Please copy the records below word for word, from their first line through the line that contains "[[399, 82, 477, 424]]", and leave the pictures out.
»»
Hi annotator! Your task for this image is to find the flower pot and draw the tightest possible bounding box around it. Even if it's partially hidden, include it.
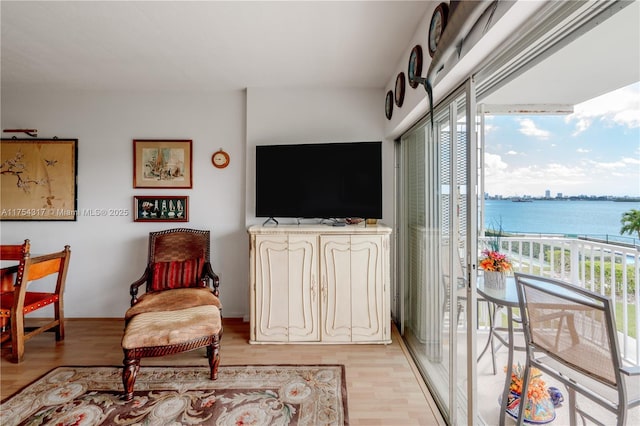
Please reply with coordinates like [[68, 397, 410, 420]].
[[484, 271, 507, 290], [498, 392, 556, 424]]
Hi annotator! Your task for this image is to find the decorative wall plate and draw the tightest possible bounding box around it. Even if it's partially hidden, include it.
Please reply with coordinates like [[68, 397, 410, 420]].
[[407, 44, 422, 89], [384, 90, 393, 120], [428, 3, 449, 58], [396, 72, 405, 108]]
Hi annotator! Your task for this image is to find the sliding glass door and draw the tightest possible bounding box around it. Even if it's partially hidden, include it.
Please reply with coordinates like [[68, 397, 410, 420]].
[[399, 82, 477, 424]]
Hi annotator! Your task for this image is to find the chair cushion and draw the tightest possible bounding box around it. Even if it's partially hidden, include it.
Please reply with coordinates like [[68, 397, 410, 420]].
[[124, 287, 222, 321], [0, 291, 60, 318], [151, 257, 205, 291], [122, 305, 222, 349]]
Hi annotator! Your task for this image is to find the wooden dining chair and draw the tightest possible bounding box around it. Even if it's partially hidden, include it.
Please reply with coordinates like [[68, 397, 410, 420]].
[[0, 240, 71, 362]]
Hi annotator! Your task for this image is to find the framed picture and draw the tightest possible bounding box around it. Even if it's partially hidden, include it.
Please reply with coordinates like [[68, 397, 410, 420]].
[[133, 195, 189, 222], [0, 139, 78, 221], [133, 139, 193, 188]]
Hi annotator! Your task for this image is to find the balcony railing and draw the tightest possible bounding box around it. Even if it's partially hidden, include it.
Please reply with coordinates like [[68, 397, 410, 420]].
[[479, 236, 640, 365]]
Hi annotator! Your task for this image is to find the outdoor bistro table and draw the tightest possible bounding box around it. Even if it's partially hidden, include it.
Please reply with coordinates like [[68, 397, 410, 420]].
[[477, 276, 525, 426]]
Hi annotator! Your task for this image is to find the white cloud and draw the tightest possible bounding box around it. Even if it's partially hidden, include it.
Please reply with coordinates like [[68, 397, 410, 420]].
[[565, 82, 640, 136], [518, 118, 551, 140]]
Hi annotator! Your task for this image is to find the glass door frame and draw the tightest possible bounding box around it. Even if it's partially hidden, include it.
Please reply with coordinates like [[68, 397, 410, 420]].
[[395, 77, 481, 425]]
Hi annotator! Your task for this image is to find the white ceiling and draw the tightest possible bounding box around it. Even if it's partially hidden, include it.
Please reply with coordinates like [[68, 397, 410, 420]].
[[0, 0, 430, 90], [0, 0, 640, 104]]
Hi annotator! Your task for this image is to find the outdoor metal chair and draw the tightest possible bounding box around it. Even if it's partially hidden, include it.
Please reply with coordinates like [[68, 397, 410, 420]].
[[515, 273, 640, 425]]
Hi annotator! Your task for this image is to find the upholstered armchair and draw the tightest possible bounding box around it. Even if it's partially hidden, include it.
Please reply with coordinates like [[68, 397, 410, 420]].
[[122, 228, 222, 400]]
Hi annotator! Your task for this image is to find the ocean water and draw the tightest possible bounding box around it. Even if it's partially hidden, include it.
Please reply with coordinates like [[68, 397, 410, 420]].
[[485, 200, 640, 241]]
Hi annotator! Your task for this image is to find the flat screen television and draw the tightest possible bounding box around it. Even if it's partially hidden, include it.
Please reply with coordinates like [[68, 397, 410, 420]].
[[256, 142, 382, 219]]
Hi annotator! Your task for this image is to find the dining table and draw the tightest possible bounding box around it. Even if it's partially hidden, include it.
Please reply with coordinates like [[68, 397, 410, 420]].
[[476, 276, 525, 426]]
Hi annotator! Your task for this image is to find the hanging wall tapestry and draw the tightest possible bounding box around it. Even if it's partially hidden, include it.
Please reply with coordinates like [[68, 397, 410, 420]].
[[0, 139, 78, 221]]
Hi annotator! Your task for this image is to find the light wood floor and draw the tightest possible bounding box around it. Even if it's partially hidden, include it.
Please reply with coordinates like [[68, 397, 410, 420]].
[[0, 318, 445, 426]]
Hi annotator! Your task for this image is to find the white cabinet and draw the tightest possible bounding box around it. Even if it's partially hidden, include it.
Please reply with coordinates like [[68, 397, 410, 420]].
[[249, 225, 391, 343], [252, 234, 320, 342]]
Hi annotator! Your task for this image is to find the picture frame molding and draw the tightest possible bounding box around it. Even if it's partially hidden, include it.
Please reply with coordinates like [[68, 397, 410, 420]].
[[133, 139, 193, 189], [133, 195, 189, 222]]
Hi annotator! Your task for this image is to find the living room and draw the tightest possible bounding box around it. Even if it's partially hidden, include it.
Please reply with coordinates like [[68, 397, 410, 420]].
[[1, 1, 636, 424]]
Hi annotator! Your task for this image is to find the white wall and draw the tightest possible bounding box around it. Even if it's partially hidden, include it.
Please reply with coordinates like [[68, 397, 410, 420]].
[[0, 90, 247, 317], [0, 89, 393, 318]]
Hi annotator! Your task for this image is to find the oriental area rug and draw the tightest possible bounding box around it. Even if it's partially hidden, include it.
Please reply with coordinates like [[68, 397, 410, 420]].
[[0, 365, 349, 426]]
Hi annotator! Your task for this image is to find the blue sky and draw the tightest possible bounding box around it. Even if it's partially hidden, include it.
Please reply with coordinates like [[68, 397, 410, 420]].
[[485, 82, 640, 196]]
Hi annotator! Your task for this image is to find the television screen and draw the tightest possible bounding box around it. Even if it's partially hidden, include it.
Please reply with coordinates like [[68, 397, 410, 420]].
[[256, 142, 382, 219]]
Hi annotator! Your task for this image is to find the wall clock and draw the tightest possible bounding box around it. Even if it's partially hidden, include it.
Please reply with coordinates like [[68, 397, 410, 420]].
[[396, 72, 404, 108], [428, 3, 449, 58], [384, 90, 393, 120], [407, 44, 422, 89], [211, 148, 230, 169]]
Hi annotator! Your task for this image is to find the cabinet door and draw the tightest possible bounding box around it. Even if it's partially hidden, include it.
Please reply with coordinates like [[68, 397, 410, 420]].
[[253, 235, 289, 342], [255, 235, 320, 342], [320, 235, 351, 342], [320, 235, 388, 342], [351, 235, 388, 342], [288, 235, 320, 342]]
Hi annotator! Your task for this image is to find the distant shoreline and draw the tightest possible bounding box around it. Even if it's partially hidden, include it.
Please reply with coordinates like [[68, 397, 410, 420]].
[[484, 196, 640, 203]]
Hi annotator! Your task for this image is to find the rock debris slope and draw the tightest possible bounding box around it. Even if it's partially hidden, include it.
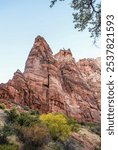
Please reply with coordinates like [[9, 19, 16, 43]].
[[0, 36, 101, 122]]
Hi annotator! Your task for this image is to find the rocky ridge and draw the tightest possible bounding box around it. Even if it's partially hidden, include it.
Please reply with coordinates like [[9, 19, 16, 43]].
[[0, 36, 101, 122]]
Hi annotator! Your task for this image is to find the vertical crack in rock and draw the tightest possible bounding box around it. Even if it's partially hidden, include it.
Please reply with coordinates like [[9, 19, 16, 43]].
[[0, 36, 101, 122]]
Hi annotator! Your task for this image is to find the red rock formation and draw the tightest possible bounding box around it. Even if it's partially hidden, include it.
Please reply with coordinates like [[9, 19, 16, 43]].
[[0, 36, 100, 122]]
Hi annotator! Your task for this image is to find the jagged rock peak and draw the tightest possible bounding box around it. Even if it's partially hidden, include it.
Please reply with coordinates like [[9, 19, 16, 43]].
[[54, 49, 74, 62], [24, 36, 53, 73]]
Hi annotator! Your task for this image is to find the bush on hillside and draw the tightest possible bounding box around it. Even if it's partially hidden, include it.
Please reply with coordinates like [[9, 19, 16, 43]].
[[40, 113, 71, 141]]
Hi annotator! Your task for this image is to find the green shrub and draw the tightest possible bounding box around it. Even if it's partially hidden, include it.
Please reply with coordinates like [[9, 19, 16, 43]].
««
*Answer to this exercise*.
Hi annotator! Your task for this image is to find the flower pot and draw the tightest possible bounding box around it. Even if it's partially hidden, include it.
Please reply with coordinates like [[68, 397, 410, 420]].
[[484, 271, 507, 290], [498, 392, 556, 424]]
Hi annotator! Your task for this image is to find the decorative wall plate and draw the tightest possible bounding box around it. Even if it's partially hidden, include it.
Please reply with coordinates like [[68, 397, 410, 420]].
[[407, 44, 422, 89], [384, 90, 393, 120], [428, 3, 449, 58], [396, 72, 405, 108]]
Hi annotator! Your task for this image is to find the sliding glass door and draw the tightest possible bounding box around it. Even if it's partially hidden, include it.
Please reply with coordinates like [[68, 397, 410, 420]].
[[399, 82, 477, 424]]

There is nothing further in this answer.